What you are asked to do = Could you restate the entries word for word, without the images?

(Point localization data)
++++

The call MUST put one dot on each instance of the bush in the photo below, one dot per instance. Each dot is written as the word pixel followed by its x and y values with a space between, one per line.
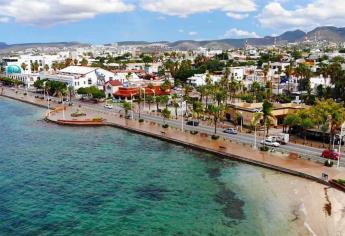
pixel 329 163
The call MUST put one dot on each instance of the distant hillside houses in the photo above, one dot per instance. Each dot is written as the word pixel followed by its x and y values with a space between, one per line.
pixel 81 76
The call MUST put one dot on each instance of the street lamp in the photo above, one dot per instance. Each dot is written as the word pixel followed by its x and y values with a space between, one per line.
pixel 45 90
pixel 241 120
pixel 132 106
pixel 144 97
pixel 182 118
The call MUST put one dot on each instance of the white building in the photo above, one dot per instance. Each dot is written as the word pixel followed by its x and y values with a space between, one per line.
pixel 237 73
pixel 81 76
pixel 111 87
pixel 200 79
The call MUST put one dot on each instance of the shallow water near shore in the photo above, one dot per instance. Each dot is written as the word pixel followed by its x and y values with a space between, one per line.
pixel 104 181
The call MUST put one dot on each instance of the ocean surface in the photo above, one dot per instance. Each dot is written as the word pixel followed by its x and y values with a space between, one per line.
pixel 104 181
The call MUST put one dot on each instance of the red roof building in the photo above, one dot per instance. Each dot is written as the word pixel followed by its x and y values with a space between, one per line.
pixel 124 92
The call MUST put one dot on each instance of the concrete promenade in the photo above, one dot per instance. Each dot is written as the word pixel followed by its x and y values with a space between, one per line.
pixel 223 148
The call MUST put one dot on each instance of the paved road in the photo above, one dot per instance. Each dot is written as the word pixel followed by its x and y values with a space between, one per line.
pixel 305 151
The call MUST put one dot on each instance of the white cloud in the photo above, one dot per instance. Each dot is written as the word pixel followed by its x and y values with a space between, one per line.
pixel 313 14
pixel 184 8
pixel 237 33
pixel 49 12
pixel 237 16
pixel 192 33
pixel 4 19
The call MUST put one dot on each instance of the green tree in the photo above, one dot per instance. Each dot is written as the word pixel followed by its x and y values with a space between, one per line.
pixel 84 62
pixel 166 115
pixel 217 113
pixel 127 107
pixel 267 115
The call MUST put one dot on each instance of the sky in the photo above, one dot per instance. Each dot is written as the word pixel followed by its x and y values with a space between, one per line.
pixel 108 21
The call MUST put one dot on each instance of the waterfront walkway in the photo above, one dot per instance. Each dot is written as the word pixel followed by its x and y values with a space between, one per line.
pixel 202 141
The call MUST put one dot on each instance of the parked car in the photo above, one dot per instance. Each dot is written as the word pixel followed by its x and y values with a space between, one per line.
pixel 280 138
pixel 193 123
pixel 330 154
pixel 270 142
pixel 230 131
pixel 108 106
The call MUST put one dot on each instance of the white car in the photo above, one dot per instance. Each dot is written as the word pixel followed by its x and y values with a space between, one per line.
pixel 108 106
pixel 269 142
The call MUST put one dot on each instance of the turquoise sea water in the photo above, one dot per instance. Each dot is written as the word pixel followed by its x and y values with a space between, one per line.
pixel 103 181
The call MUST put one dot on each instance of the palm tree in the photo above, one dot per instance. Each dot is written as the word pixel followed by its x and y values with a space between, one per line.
pixel 127 107
pixel 158 101
pixel 233 88
pixel 267 116
pixel 288 72
pixel 175 103
pixel 150 100
pixel 220 95
pixel 166 114
pixel 198 108
pixel 139 100
pixel 24 66
pixel 217 112
pixel 186 97
pixel 266 69
pixel 255 121
pixel 84 62
pixel 164 100
pixel 70 91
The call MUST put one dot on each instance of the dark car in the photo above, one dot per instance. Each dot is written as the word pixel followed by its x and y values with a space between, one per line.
pixel 192 123
pixel 230 131
pixel 330 154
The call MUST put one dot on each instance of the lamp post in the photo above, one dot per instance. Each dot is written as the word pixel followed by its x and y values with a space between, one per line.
pixel 255 136
pixel 182 118
pixel 45 90
pixel 132 106
pixel 241 120
pixel 342 134
pixel 63 110
pixel 154 96
pixel 144 97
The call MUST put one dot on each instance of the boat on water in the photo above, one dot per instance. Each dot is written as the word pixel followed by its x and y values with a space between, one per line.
pixel 86 122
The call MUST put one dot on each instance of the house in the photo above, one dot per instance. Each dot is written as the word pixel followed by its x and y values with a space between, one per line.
pixel 81 76
pixel 111 87
pixel 248 110
pixel 200 79
pixel 127 93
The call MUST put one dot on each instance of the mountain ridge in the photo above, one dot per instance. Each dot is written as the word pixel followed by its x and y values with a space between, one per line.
pixel 328 33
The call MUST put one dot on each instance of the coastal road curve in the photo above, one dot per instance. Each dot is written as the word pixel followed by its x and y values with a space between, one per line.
pixel 305 151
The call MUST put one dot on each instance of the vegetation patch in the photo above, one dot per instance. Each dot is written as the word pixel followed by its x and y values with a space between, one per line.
pixel 329 163
pixel 264 149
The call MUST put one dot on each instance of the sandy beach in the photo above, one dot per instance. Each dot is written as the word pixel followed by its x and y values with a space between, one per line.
pixel 315 209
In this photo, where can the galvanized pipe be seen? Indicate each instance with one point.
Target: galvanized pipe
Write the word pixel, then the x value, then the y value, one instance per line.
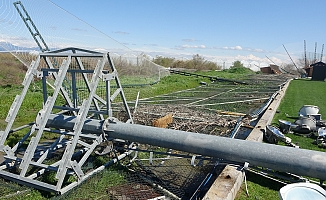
pixel 281 158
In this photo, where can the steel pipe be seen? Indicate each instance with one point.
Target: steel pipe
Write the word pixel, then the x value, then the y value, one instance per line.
pixel 280 158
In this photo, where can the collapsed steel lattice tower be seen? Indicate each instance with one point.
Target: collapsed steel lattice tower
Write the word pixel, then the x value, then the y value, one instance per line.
pixel 83 78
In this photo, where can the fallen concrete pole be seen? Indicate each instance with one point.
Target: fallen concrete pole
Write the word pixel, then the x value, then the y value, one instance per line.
pixel 280 158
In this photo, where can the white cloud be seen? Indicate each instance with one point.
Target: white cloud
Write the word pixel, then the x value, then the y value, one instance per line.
pixel 186 46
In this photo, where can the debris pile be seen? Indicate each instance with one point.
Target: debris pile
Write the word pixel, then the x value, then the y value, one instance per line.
pixel 186 119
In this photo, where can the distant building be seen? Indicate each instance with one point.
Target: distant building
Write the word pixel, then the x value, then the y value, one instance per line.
pixel 271 69
pixel 318 71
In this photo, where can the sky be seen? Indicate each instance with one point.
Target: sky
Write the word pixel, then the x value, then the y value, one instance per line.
pixel 219 30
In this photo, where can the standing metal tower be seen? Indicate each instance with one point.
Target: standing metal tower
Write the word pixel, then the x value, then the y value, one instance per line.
pixel 66 153
pixel 31 26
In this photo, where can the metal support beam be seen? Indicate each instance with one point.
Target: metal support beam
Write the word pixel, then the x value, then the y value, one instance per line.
pixel 281 158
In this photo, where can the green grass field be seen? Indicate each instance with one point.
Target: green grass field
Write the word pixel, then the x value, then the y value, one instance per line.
pixel 300 92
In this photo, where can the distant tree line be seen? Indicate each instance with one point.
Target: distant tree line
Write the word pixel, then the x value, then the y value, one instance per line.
pixel 197 62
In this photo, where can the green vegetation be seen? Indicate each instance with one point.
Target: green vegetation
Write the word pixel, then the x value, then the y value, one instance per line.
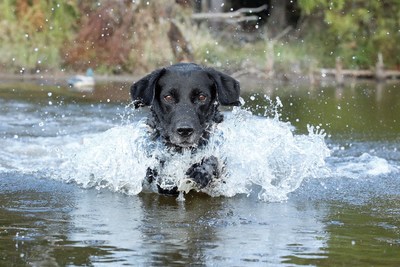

++++

Response for this exercise =
The call MUST put one dot on each instance of the bush in the photo below, one dot per instance. Each dot is written as the word pixel followed by its x and y values with a space between, one per line.
pixel 329 163
The call MUST put one dot on each instance of the distant hillside houses in the photo above, one dot per instance. Each dot is written as the word pixel followed by its x and y values with a space between, one per line.
pixel 81 76
The call MUST put one dot on each instance of the street lamp in the photo above, one dot per instance. Each dot is written as the word pixel followed by its x and y values with a space between, one per line.
pixel 45 90
pixel 241 120
pixel 132 106
pixel 144 97
pixel 182 118
The call MUST put one dot on each instance of the white building in the photo above, one dot per instance. Each dot is written as the word pixel followed by its x and y values with a space between, one per line.
pixel 237 73
pixel 81 76
pixel 111 87
pixel 200 79
The call MUST put one dot on each instance of the shallow water near shore in the photo above, one dot per instance. Each dot is written as the word pixel followed by its x and y values with a space between, one per line.
pixel 104 181
The call MUST put one dot on each instance of the ocean surface in the photo above, one dot per instance. Each dot is written as the word pixel followed by its x and y values with a space between, one per line.
pixel 104 181
The call MUST put one dot on each instance of the red roof building in the photo above, one dot per instance. Each dot is written as the word pixel followed by its x and y values with a space between, one per line.
pixel 124 92
The call MUST put one dot on each instance of the concrete promenade in the photo above, one dot per instance. Each dot is written as the word pixel followed by its x and y values with a space between, one per line.
pixel 223 148
The call MUST put one dot on each instance of the paved road in the photo above, one dot per instance. Each dot is written as the word pixel followed by its x and y values with a space between, one per line.
pixel 305 151
The call MUST put one dot on each instance of the white cloud in the photo above, one dot per instance. Each dot is written as the word pixel followed by its x and y values with a space between, one per line.
pixel 313 14
pixel 184 8
pixel 237 33
pixel 49 12
pixel 237 16
pixel 192 33
pixel 4 19
The call MUST put one dot on each instance of the green tree in the photo above, one dot per instance. Each dot is written as the word pixel followed by its x and y values with a space between, one per line.
pixel 84 62
pixel 166 115
pixel 217 113
pixel 127 107
pixel 267 115
The call MUST put one dot on each instance of the sky in the photo above, one dot per instance. Each dot is written as the word pixel followed by its x and y values with a space between, one per line.
pixel 108 21
The call MUST put one dot on each instance of the waterfront walkway in the photo above, one dot per instance. Each dot is written as the word pixel followed by its x and y values with a space between, one per line.
pixel 202 141
The call MUST put one dot on each instance of the parked car in the photo above, one dot per instance. Each dot is written as the word pixel followed by its x and y values with a space between, one per line.
pixel 280 138
pixel 193 123
pixel 330 154
pixel 270 142
pixel 230 131
pixel 108 106
The call MUST put one dot on each instance of the white car in the photo above, one dot per instance. Each dot is written as the word pixel followed by its x and y values with a space between, one per line.
pixel 108 106
pixel 269 142
The call MUST put one dot on each instance of the turquoise sea water in the photo above, one dot per instance. Each dot is written as the word pixel followed by its x and y values with a space between, one per line.
pixel 103 181
The call MUST put one dot on each instance of the palm tree in the photo above, one dot per instance. Each dot is written as the word pixel followed by its x and y values with a space between, one per line.
pixel 127 107
pixel 158 101
pixel 233 88
pixel 267 116
pixel 288 72
pixel 175 103
pixel 150 100
pixel 220 95
pixel 166 114
pixel 198 108
pixel 139 100
pixel 24 66
pixel 217 112
pixel 186 97
pixel 266 69
pixel 255 121
pixel 84 62
pixel 164 100
pixel 70 91
The call MUST put one dot on each instance of the dark car in the photo above, one dot per instance. Each dot is written as the word pixel followed by its x and y values with a space between, one per line.
pixel 192 123
pixel 230 131
pixel 330 154
The call MUST put one dot on each instance of the lamp post in the photo above, one dot per instance. Each dot is written as the word pixel followed by its x and y values with a space between, one per line.
pixel 255 136
pixel 182 118
pixel 45 90
pixel 132 106
pixel 241 120
pixel 342 134
pixel 63 110
pixel 154 96
pixel 144 97
The call MUST put one dot on each instance of the boat on water in the photo above, one dot per instance. Each dot is written as the word pixel followed by its x and y values with a space between, one per line.
pixel 86 122
The call MUST put one dot on each instance of the house in the photo above, one dot per instance. Each dot is written as the word pixel followed by its x and y values with a space between, one per line.
pixel 81 76
pixel 111 87
pixel 248 110
pixel 200 79
pixel 127 93
The call MUST put one dot on each instance of the mountain ridge in the photo above, one dot per instance. Each dot is written as the word pixel followed by its x and y values with a space between, one per line.
pixel 328 33
The call MUST put one dot on each instance of the coastal road curve in the photo above, one dot per instance. Each dot is written as the word pixel followed by its x and y values with a space between, one per line.
pixel 305 151
The call MUST put one dot on each instance of the vegetation patch in the photo above, one dot per instance. Each dot is written as the word pixel followed by its x and y values with a space between, one per line.
pixel 329 163
pixel 264 149
The call MUST put one dot on each instance of the sandy beach in the photo above, one dot per instance. Each dot is written as the word pixel followed by its x and y values with a space between, one per line.
pixel 315 209
In this photo, where can the galvanized pipe be seen? Indicate each instance with one point.
Target: galvanized pipe
Write the word pixel, then the x value, then the y value, one instance per line.
pixel 281 158
In this photo, where can the steel pipe be seen? Indicate each instance with one point.
Target: steel pipe
Write the word pixel, then the x value, then the y value, one instance per line.
pixel 280 158
In this photo, where can the collapsed steel lattice tower be seen? Indicate each instance with one point.
Target: collapsed steel lattice tower
Write the word pixel, then the x value, then the y value, one instance per line.
pixel 83 78
In this photo, where can the fallen concrete pole be seen? Indicate each instance with one point.
Target: fallen concrete pole
Write the word pixel, then the x value, then the y value, one instance per line.
pixel 280 158
In this photo, where can the white cloud be seen? Indicate each instance with one point.
Target: white cloud
Write the word pixel, then the x value, then the y value, one instance per line.
pixel 186 46
In this photo, where can the debris pile be seen? Indicate each instance with one point.
Target: debris pile
Write the word pixel, then the x value, then the y value, one instance per line.
pixel 186 119
In this photo, where can the distant building be seen? Indicate each instance with one point.
Target: distant building
Write the word pixel, then the x value, then the y value, one instance per line.
pixel 271 69
pixel 318 71
In this photo, where can the sky be seen? Indicate each instance with one point.
Target: sky
Write the word pixel, then the x value, then the y value, one instance per line.
pixel 219 30
In this photo, where can the standing metal tower be seen? Indicate each instance with one point.
Target: standing metal tower
Write the word pixel, then the x value, then the y value, one instance per line.
pixel 66 153
pixel 31 26
In this photo, where can the metal support beam be seen? Indicate each instance with one point.
Target: metal support beam
Write the word pixel, then the x value, then the y value, one instance per line.
pixel 281 158
In this photo, where can the green grass field be seen? Indicate each instance with one point.
Target: green grass field
Write the word pixel, then the x value, then the y value, one instance per line.
pixel 300 92
In this photo, where can the distant tree line be seen? Indicate each instance with one point.
Target: distant tree line
Write the word pixel, then the x value, then the y value, one instance per line.
pixel 197 62
In this photo, where can the green vegetation be seen? Indicate each instance with one point.
Target: green vegetation
Write the word pixel, then the x value, then the y value, one instance per line.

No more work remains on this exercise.